_AIM_: Lines before the one containing "Q: Locate the uniformed" are excluded; print that line and every line after it through the end of the material below, exactly.

(Point annotation records)
-- begin --
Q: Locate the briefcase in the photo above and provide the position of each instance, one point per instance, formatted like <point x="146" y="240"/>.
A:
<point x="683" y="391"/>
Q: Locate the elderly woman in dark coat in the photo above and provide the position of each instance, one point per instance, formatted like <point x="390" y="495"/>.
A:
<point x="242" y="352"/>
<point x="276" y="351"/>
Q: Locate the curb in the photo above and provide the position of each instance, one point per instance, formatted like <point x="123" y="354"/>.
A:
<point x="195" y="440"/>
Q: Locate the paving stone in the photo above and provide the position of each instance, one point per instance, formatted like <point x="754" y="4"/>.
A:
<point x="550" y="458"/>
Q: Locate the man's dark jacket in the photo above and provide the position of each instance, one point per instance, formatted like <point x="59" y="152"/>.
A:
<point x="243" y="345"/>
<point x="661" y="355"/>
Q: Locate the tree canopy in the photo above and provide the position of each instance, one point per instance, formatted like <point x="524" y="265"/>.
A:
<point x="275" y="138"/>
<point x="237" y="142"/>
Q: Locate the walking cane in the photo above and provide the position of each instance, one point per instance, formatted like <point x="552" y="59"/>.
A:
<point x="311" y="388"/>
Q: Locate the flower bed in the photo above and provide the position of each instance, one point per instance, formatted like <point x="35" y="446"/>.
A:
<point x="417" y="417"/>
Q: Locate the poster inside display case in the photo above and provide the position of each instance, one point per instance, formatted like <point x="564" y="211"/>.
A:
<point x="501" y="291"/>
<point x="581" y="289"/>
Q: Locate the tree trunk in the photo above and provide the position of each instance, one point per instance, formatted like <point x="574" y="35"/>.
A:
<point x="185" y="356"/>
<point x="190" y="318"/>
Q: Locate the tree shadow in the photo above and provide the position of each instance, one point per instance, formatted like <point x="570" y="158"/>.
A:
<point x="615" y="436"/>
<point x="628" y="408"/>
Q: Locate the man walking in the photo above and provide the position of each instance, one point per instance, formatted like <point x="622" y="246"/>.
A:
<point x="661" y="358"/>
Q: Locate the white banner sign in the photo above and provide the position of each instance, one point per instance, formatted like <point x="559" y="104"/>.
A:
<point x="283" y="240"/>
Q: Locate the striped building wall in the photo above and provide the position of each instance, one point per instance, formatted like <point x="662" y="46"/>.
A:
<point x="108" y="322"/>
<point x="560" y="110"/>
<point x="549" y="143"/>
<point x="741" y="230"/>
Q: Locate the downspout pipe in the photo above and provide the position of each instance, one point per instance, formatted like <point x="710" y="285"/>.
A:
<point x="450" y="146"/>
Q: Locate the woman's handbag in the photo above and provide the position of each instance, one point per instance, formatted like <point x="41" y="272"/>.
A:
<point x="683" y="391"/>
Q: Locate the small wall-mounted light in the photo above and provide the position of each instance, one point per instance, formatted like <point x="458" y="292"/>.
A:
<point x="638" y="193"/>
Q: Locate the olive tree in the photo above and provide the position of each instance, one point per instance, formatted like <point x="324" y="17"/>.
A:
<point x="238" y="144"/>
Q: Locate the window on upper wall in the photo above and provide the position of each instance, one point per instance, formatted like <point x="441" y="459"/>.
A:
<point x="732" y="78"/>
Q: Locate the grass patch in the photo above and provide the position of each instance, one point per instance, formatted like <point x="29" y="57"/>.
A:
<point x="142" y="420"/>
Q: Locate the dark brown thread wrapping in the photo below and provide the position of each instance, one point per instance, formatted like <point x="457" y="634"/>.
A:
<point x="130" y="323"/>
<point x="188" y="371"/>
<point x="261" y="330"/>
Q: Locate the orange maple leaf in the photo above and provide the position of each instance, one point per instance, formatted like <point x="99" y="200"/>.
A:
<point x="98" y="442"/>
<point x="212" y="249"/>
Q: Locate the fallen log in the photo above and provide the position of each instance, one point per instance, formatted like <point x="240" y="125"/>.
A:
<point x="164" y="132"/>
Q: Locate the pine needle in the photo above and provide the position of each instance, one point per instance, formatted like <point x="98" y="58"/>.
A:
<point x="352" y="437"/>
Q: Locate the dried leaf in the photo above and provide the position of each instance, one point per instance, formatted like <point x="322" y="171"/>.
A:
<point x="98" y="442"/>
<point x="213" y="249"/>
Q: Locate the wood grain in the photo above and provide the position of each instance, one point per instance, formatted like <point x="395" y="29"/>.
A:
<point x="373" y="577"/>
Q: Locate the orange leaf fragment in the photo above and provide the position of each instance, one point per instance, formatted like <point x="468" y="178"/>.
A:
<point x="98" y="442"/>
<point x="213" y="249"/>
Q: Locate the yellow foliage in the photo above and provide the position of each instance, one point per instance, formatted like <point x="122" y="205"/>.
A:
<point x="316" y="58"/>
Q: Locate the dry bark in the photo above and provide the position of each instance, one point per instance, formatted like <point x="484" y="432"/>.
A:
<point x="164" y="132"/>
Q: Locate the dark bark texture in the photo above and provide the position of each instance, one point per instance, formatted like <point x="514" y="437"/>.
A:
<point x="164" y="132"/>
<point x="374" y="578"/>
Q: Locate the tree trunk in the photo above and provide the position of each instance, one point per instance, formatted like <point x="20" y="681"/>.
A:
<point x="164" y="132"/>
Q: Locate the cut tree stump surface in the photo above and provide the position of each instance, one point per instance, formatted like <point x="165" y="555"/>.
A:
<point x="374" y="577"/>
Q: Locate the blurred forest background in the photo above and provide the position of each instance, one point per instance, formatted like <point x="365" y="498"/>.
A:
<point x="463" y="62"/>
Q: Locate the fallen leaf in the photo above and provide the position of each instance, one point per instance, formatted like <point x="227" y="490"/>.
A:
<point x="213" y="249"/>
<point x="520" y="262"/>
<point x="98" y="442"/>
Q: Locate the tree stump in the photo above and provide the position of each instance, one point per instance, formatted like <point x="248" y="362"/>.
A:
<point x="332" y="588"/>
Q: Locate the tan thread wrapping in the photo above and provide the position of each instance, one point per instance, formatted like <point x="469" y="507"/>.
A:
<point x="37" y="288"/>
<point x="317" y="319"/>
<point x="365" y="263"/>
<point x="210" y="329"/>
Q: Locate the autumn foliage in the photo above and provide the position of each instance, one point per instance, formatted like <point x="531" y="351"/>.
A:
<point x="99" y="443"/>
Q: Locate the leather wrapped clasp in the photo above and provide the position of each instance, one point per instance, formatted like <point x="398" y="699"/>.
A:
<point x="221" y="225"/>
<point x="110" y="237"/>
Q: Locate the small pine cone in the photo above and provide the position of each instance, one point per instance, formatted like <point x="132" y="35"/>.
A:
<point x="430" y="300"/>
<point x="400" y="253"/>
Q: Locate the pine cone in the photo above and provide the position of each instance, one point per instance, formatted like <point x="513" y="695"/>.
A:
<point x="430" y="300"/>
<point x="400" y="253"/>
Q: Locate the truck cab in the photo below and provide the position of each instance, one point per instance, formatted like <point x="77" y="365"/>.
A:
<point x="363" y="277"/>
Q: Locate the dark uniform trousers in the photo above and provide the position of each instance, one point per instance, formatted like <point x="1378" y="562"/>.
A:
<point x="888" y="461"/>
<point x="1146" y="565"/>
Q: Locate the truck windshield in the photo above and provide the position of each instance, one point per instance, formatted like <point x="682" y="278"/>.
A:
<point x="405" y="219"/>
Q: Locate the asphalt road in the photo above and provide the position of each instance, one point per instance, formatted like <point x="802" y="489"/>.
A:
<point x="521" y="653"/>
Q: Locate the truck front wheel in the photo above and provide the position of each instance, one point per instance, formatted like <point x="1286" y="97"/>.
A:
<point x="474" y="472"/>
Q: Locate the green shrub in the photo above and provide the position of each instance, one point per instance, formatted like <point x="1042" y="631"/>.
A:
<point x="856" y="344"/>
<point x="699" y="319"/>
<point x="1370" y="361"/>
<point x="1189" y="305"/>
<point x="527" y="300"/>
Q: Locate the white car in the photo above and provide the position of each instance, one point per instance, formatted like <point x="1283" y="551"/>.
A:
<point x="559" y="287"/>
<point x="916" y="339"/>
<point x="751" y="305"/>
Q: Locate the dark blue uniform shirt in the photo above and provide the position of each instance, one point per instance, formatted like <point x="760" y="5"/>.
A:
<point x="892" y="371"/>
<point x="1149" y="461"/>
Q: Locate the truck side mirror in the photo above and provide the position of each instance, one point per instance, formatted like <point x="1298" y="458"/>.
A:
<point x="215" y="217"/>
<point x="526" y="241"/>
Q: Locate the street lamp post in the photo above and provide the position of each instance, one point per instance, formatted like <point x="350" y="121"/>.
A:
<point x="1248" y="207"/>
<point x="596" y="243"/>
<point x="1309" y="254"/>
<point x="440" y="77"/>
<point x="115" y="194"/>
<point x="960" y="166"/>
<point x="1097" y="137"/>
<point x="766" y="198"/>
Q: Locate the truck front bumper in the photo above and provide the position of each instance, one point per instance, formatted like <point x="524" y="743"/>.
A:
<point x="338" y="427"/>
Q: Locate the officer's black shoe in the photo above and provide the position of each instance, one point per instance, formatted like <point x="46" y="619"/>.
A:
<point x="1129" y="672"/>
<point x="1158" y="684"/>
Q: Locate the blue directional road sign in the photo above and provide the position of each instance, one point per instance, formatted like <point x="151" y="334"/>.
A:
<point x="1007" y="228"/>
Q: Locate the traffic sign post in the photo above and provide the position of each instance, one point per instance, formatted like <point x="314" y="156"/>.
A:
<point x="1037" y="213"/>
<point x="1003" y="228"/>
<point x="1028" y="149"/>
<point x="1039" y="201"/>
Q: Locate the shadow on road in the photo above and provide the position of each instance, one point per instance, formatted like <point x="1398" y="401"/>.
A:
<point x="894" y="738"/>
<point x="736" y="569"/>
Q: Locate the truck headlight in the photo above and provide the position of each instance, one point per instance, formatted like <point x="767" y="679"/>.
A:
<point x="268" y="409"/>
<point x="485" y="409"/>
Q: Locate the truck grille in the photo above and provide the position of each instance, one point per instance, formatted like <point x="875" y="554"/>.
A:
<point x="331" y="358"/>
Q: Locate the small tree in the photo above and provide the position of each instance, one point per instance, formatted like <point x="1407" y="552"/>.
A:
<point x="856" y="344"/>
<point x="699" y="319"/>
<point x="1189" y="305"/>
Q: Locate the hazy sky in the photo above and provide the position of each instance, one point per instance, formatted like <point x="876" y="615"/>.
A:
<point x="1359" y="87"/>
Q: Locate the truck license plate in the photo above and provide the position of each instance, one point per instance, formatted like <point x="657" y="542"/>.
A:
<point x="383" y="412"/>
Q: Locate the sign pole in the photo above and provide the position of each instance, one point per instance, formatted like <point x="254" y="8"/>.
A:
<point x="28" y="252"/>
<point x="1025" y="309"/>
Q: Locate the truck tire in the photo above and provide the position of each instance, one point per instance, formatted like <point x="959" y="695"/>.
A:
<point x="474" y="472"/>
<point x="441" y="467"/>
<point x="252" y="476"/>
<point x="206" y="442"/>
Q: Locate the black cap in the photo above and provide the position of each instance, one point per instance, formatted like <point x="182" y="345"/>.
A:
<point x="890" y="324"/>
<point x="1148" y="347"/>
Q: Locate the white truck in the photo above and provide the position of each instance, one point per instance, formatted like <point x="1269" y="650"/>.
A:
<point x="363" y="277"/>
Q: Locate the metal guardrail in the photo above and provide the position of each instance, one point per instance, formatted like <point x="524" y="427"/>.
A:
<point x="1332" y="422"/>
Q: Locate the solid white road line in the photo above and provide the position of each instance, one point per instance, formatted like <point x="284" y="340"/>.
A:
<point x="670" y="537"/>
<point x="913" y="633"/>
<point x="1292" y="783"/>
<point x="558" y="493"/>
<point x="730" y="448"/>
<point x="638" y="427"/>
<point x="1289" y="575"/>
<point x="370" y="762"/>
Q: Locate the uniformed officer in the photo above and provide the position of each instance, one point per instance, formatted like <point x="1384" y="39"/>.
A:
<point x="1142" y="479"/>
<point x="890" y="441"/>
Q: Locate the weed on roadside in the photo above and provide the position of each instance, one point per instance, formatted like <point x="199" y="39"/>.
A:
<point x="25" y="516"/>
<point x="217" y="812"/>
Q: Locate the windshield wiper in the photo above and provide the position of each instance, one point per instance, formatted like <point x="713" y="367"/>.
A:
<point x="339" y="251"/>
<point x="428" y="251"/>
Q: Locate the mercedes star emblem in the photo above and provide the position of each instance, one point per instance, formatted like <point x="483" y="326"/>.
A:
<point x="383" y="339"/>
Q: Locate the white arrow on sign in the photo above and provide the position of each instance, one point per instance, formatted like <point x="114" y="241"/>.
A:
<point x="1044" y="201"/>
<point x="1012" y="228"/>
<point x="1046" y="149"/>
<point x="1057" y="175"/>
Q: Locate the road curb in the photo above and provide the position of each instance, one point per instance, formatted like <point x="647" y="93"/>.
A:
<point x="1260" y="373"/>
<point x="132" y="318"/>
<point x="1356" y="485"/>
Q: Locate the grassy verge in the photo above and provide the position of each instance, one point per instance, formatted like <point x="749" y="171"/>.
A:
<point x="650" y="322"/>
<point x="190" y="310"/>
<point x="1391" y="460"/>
-- end --
_ANSWER TO THE TASK_:
Q: Locate the uniformed officer in the photo above and provide the position of each instance, one point per instance, formatted like <point x="1384" y="39"/>.
A:
<point x="1142" y="479"/>
<point x="890" y="441"/>
Q: Locate the weed on roadside in the photo above and provide the position of each instance, one point per instance, formatted like <point x="199" y="39"/>.
A:
<point x="25" y="516"/>
<point x="217" y="812"/>
Q: Locate the windshield wiper in the photo above and provide the position of each instance, one point per instance, formatted like <point x="713" y="367"/>.
A:
<point x="339" y="251"/>
<point x="428" y="251"/>
Q: Locate the mercedes star emblem in the photo above and provide the position of each instance, one point per instance, formatted like <point x="483" y="326"/>.
A:
<point x="383" y="339"/>
Q: Locate the white arrow on sign in the photo above and provide the position of each instance, one point per instance, formatted like <point x="114" y="241"/>.
A:
<point x="1044" y="201"/>
<point x="1012" y="228"/>
<point x="1046" y="149"/>
<point x="1057" y="175"/>
Q: Locate the road curb in the photo above and provide the position of each instance, one point per instance, formatted like <point x="647" y="93"/>.
A:
<point x="1260" y="373"/>
<point x="132" y="318"/>
<point x="1356" y="485"/>
Q: Locate the grassy verge in the photo above and provide the position of each instance, one point per instance, formatted like <point x="749" y="171"/>.
A:
<point x="650" y="322"/>
<point x="190" y="310"/>
<point x="1391" y="460"/>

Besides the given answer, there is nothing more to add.